SOURCE DOCUMENT:
>>>

This is a serious anxiety disorder that affects people following exposure to an event that induces severe trauma.
The trigger may be an incidence such as the threat of death, either to oneself or someone close to you, or a threat to someone’s sexual, physical or psychological wellbeing. The disease, sometimes just known as PTSD, tends to make suffers extremely sensitive to normal life events, and re-exposure to the trigger may lead to a cascade of symptoms of mental instability. It has also been shown that minority ethnic groups, persons in their teens and females have a higher chance overall of developing PTSD.
Symptoms of Post Traumatic Stress Disorder
Symptoms of PTSD manifest themselves as many common, mild psychological or physical issues, but what helps make a diagnosis is the occurrence of an overwhelming number of these symptoms. Symptoms are generally grouped into three types, those that relate to re-experiencing the original trauma, avoiding triggers, and symptoms relating to increased anxiety levels.
Re-experiencing original Trauma
- Frequent nightmares about the incident
- Constant memory flashbacks
- Intense frustration when reminded of the event
- Physical symptoms that remind of the incident including fast heart rate, profuse perspiration, labored breathing.
- Inability or reluctance to remember or discuss the events surrounding the incident
- Avoiding places or activities that flood thoughts of the incident
- Emotional instability and detachment from others in your life
- Sense of impending doom; you do not see a future for yourself living a normal life, having children, going places etc.)
- Lack of interest in activities and social exposures
- Difficulty concentrating
- Frequently irritable or easily offended
- Difficulty sleeping ( staying or falling asleep)
- Chronic tense state.

<<<

TASK PROMPT: From the text on post-traumatic stress disorder, extract the passage between "- Lack of interest" and "Chronic tense state.", inclusive, copying it verbatim.

DATA:
>>>

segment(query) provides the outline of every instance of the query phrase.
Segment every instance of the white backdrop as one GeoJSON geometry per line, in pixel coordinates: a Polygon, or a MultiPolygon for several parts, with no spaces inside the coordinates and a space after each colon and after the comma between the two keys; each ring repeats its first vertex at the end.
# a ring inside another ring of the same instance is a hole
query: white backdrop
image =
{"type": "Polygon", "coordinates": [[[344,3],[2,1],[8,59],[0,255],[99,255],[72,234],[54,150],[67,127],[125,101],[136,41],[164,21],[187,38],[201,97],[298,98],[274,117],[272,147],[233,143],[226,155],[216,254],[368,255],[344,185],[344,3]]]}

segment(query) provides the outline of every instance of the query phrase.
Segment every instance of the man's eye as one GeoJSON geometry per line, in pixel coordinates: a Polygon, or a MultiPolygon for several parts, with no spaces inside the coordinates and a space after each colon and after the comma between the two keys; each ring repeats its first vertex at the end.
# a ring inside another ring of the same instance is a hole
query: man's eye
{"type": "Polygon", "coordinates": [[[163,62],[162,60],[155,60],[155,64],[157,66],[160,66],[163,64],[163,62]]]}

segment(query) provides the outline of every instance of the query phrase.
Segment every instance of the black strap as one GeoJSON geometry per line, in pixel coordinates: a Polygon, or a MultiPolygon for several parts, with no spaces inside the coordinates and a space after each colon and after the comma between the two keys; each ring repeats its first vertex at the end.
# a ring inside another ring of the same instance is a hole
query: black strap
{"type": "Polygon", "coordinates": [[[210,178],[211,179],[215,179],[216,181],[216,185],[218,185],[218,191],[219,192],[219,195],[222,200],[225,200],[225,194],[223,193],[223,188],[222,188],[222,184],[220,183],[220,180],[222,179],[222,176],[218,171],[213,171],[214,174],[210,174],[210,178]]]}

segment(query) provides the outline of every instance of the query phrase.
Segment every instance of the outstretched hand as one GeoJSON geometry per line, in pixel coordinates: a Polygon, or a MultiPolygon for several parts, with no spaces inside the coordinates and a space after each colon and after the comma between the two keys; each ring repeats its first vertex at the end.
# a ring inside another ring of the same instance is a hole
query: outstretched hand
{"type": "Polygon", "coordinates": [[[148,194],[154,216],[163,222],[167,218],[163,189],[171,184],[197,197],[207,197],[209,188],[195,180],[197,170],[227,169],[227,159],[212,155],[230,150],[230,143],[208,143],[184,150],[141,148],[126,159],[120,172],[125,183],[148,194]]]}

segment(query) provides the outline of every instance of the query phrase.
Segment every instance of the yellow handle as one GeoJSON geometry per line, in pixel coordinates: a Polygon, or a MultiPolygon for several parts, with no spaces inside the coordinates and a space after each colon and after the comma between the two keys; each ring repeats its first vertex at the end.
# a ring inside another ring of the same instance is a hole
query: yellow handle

<<<

EXPECTED OUTPUT:
- Lack of interest in activities and social exposures
- Difficulty concentrating
- Frequently irritable or easily offended
- Difficulty sleeping ( staying or falling asleep)
- Chronic tense state.